SET TASK:
Render the entries below as a Markdown table with two columns, "Line" and "Content," putting each line's number in the first column and the line itself in the second. Omit blank lines.

DATASET EXTRACT:
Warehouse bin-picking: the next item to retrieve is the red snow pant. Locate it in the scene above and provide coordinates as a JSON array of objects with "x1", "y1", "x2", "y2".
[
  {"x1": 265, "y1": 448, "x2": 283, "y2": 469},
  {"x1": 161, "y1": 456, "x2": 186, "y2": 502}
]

THE RESPONSE:
| Line | Content |
|---|---|
| 1 | Warehouse bin-picking: the next item to retrieve is the red snow pant. Locate it in the scene above and provide coordinates as a JSON array of objects with "x1", "y1", "x2", "y2". |
| 2 | [ |
| 3 |   {"x1": 265, "y1": 448, "x2": 283, "y2": 469}, |
| 4 |   {"x1": 161, "y1": 456, "x2": 186, "y2": 502} |
| 5 | ] |